What to do: Use the entries below to count the lines that hold the word "woman"; answer with the number only.

Raw data:
━━━━━━━━━━━━━━━━━━━━

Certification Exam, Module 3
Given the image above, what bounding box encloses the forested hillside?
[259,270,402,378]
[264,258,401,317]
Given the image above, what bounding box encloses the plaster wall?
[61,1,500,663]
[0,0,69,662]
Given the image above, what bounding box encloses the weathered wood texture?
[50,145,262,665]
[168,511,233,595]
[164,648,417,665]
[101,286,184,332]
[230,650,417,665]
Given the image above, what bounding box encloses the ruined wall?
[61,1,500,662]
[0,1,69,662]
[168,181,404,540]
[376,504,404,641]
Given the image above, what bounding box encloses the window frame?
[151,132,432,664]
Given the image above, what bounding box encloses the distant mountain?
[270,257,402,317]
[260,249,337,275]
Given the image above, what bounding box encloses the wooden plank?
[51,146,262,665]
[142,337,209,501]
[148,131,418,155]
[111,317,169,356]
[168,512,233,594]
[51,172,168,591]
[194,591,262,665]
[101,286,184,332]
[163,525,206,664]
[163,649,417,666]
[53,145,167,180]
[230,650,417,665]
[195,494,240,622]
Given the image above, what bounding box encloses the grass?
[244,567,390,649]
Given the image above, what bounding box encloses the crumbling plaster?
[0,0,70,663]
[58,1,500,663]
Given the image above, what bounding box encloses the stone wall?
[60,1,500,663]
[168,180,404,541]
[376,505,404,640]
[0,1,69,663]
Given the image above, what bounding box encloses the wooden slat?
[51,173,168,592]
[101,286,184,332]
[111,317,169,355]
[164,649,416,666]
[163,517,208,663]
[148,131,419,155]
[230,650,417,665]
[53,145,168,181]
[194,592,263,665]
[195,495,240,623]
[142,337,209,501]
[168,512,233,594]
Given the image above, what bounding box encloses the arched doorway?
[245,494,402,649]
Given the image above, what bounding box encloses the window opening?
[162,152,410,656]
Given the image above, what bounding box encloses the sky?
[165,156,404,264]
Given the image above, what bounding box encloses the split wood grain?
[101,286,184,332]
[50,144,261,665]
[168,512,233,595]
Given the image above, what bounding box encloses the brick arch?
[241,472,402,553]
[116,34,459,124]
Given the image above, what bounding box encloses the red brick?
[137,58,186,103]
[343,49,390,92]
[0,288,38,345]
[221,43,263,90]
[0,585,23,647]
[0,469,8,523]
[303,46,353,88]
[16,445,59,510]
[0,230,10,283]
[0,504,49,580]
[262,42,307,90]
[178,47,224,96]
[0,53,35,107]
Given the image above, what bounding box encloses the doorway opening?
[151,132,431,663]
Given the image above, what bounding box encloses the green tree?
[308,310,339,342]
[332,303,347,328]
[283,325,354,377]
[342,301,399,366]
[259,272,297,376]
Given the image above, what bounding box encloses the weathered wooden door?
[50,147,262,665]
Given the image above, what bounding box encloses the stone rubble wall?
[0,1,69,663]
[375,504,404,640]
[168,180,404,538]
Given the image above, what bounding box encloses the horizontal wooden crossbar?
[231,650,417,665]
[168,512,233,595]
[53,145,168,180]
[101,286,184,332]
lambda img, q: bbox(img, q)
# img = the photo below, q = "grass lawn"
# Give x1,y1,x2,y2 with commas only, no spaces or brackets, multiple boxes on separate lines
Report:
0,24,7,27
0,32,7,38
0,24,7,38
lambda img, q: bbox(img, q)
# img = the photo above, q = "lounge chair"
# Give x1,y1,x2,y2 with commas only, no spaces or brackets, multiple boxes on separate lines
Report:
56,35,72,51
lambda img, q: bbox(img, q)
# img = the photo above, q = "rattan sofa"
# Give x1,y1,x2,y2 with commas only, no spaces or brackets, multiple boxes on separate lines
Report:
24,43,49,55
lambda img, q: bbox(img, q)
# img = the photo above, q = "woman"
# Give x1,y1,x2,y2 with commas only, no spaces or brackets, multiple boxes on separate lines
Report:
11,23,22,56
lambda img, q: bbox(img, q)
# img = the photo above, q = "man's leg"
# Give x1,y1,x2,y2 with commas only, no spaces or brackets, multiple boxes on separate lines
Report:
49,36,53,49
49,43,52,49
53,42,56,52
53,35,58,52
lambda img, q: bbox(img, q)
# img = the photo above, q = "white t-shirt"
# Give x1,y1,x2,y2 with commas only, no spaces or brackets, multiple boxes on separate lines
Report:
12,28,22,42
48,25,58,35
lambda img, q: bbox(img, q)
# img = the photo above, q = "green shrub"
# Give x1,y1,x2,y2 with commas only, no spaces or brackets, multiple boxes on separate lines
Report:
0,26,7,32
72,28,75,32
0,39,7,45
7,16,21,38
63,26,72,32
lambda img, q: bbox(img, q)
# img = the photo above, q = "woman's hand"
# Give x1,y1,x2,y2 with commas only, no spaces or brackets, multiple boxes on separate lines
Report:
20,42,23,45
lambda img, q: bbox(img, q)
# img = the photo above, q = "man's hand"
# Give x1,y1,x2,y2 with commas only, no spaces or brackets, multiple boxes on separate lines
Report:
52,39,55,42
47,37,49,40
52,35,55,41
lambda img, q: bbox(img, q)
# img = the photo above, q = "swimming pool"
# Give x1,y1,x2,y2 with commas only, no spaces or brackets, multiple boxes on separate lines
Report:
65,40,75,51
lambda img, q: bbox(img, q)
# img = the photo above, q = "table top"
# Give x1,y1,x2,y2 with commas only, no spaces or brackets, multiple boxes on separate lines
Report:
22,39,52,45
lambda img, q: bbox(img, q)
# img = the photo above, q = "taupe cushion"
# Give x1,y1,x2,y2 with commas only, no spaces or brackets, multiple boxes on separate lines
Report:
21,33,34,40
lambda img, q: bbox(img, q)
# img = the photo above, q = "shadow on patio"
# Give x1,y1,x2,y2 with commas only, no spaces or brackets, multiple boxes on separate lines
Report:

━━━━━━━━━━━━━━━━━━━━

Task answer: 2